● WHAT YOU HAVE TO DO
Transcribe the part of the celiac disease quality-of-life abstract that begins at the words "Comparison of Patients’" and stops after the words "and young adults.".

Comparison of Patients’ and Doctors’ Reports on Health-related Quality of Life in Celiac Disease

    loading  Checking for direct PDF access through Ovid

Abstract

Objective:

To investigate whether implementation of a celiac disease (CD)–specific health-related quality of life (HRQOL) questionnaire would add value to CD follow-up visits; we compared patients’ self-reported CD-specific HRQOL with the physician's report provided during a regular CD follow-up visit in children and young adults.

Methods:

A cross-sectional study in the control group of a study on self-management in CD (CoelKids). Eligible patients had CD for ≥1 year and were 25 years or younger. They completed a CD-specific HRQOL questionnaire (CDDUX) after their regular follow-up visit. Their physicians were unaware of the present study's objectives or self-reported HRQOL. Primary outcome: agreement between physician-reported and self-reported HRQOL. Secondary outcomes: patient variables predicting a discrepancy between reports, or a lower HRQOL.

● GIVEN ENTRIES
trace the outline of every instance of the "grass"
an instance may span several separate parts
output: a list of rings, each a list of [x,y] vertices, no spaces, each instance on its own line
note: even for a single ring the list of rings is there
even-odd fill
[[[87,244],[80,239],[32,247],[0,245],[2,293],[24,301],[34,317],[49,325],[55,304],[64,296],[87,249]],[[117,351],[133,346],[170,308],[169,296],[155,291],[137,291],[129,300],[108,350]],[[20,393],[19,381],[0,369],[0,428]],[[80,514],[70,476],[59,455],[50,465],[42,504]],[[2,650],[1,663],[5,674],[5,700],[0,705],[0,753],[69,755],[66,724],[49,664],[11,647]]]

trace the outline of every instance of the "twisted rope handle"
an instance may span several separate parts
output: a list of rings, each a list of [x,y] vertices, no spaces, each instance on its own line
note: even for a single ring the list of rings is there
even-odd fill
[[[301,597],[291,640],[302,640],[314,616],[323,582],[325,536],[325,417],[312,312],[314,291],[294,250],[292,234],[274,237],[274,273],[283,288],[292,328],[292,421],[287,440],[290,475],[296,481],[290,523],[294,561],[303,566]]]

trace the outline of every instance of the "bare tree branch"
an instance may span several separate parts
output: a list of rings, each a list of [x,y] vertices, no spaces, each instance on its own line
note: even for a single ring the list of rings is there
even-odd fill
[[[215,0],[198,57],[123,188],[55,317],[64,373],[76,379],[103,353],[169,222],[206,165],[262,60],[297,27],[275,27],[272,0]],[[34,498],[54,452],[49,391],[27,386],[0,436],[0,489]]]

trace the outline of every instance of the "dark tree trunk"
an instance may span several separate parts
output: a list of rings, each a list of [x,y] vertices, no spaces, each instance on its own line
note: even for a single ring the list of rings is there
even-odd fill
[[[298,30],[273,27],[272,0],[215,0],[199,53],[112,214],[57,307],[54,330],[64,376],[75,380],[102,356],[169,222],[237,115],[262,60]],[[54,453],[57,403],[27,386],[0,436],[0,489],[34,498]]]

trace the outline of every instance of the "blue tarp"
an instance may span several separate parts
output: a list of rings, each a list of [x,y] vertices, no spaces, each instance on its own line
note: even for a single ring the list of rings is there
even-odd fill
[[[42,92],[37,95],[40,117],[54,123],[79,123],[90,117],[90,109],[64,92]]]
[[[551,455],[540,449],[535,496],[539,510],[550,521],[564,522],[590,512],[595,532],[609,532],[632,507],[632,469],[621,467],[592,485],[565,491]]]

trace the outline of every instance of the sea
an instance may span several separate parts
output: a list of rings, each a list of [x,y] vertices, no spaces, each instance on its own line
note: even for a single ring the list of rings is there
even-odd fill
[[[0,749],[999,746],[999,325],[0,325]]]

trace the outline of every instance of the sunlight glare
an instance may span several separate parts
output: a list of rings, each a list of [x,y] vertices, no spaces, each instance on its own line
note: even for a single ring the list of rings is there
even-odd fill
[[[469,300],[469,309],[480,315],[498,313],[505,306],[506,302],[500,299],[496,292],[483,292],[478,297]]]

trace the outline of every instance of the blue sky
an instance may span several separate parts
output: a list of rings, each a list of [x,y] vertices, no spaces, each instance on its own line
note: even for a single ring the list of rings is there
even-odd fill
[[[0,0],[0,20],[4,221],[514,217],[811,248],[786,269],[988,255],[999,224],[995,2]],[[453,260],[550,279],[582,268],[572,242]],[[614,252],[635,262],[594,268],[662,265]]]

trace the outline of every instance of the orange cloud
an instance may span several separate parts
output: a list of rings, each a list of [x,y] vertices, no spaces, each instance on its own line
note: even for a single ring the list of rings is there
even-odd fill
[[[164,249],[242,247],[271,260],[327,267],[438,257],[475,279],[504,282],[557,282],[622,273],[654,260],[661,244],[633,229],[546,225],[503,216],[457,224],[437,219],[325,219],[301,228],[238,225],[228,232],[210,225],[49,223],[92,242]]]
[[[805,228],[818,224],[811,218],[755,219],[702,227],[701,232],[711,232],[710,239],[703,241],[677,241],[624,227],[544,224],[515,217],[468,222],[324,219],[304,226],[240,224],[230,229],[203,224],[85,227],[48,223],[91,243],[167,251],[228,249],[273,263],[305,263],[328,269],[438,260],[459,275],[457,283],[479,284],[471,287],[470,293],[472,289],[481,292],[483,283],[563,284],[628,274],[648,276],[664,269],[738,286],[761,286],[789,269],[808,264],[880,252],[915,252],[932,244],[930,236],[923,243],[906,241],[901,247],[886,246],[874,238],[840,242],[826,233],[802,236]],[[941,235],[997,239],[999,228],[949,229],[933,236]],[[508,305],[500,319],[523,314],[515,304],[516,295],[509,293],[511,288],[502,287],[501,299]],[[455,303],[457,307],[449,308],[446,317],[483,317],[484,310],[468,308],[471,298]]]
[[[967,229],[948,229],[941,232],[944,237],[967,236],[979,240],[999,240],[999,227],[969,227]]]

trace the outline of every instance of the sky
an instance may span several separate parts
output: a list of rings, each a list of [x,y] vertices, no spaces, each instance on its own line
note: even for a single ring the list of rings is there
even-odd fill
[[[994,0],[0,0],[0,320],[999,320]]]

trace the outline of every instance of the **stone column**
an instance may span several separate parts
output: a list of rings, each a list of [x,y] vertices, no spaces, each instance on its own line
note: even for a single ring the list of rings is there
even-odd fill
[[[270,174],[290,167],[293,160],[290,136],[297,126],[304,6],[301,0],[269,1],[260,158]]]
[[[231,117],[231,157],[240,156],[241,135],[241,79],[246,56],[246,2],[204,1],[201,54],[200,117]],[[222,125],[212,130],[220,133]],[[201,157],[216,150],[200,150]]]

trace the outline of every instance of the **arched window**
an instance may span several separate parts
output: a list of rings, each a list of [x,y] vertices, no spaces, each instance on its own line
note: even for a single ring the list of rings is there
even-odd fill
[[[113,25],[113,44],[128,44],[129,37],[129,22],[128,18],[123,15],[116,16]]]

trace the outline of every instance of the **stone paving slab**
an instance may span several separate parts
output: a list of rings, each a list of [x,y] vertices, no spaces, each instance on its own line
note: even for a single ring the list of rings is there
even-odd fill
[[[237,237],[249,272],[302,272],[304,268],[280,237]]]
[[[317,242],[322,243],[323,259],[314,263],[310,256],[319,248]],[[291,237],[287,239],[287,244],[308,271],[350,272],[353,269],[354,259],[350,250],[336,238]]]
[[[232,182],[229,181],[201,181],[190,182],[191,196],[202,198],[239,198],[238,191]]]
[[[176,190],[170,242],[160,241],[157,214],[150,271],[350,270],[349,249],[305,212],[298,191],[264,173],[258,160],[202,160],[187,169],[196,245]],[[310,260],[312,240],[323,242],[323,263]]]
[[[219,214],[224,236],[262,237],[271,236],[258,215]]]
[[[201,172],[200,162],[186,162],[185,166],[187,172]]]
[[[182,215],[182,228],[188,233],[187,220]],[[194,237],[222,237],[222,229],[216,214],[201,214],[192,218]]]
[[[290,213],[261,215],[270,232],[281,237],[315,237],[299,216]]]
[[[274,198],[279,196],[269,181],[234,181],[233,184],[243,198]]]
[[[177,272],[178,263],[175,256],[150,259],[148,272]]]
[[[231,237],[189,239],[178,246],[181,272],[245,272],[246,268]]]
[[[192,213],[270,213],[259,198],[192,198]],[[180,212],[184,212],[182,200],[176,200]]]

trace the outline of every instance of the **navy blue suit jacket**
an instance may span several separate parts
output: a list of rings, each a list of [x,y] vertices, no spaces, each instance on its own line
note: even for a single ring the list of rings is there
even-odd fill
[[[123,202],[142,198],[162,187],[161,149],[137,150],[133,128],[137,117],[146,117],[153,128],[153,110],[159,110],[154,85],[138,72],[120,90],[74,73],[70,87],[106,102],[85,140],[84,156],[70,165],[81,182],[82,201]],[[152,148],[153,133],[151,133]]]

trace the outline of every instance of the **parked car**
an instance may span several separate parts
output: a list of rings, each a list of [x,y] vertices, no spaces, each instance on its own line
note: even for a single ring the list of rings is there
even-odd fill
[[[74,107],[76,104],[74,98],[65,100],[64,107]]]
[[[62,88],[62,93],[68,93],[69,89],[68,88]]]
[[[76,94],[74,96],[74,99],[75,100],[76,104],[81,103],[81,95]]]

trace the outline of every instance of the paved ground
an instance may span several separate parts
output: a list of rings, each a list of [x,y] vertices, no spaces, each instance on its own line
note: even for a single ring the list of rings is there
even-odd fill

● ANSWER BOX
Comparison of Patients’ and Doctors’ Reports on Health-related Quality of Life in Celiac Disease

    loading  Checking for direct PDF access through Ovid

Abstract

Objective:

To investigate whether implementation of a celiac disease (CD)–specific health-related quality of life (HRQOL) questionnaire would add value to CD follow-up visits; we compared patients’ self-reported CD-specific HRQOL with the physician's report provided during a regular CD follow-up visit in children and young adults.